■ **PROMPT**
In the entries below, find the lines that contain the word "marking" and copy them.

Segment Start: INPUT RECORDS

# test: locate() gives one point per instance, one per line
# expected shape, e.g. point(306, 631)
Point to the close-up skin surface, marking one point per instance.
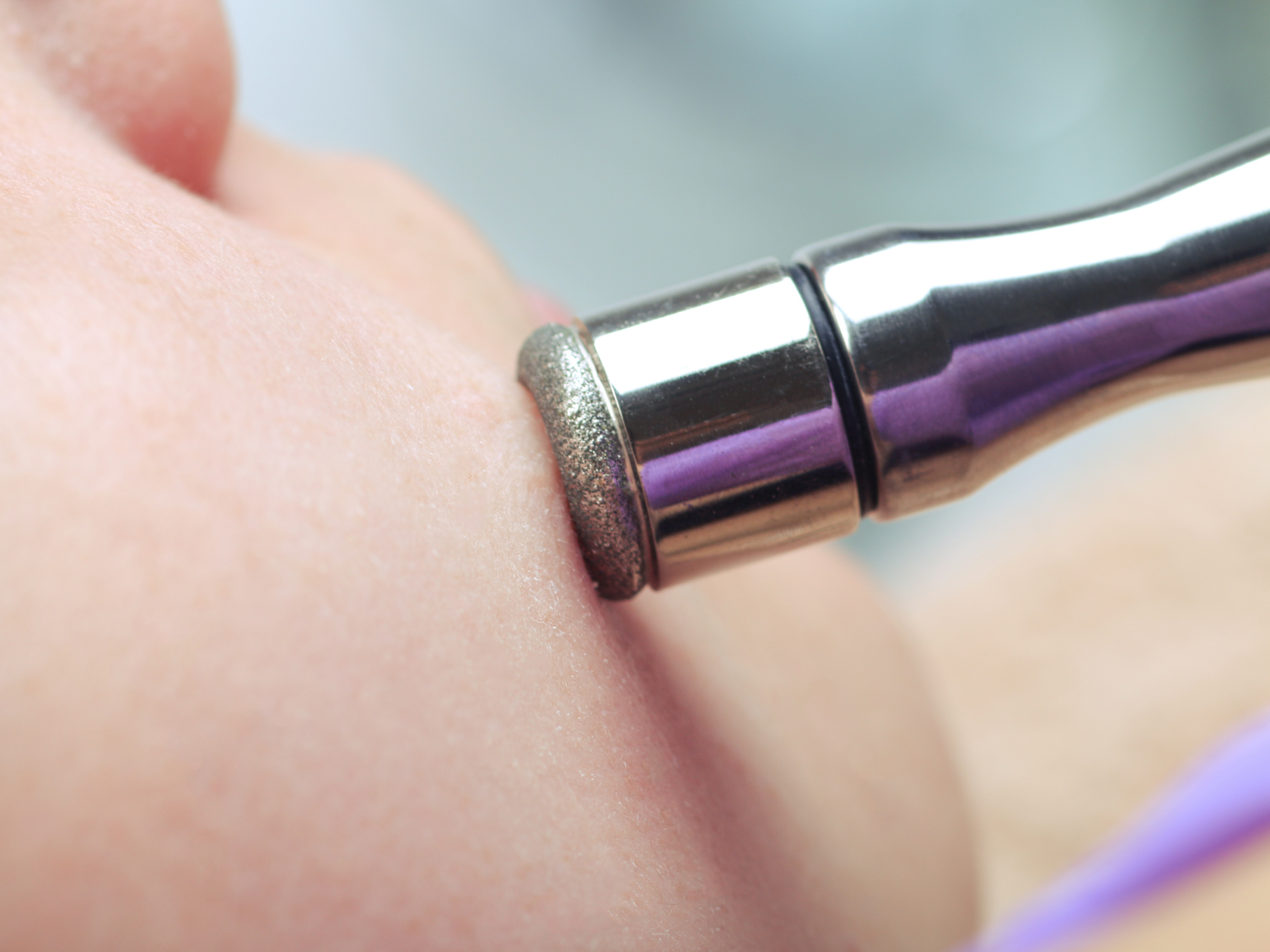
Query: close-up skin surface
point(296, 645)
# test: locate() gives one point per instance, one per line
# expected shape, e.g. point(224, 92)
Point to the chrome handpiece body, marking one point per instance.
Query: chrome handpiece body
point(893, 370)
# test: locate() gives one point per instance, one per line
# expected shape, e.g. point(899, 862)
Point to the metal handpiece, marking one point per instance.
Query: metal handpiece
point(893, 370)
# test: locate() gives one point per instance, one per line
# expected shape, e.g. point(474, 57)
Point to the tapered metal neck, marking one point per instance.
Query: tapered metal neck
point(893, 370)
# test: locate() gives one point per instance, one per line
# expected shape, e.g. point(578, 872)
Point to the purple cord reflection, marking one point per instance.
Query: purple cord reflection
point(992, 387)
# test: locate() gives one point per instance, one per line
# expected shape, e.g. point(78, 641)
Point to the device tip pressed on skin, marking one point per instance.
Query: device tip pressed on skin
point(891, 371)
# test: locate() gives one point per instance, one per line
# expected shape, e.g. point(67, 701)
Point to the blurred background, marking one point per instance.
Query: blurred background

Segment End: INPUT RECORDS

■ **YOUR SOLUTION**
Point to the close-up skin surface, marking one point per instance.
Point to the chrome handpiece body, marking one point per instance.
Point to the metal handpiece, marking one point per instance.
Point to the tapered metal neck, marking one point per instance.
Point to the purple cord reflection, marking one point per instance.
Point to the device tip pressed on skin, marking one point per instance.
Point to the blurred background, marking one point per instance.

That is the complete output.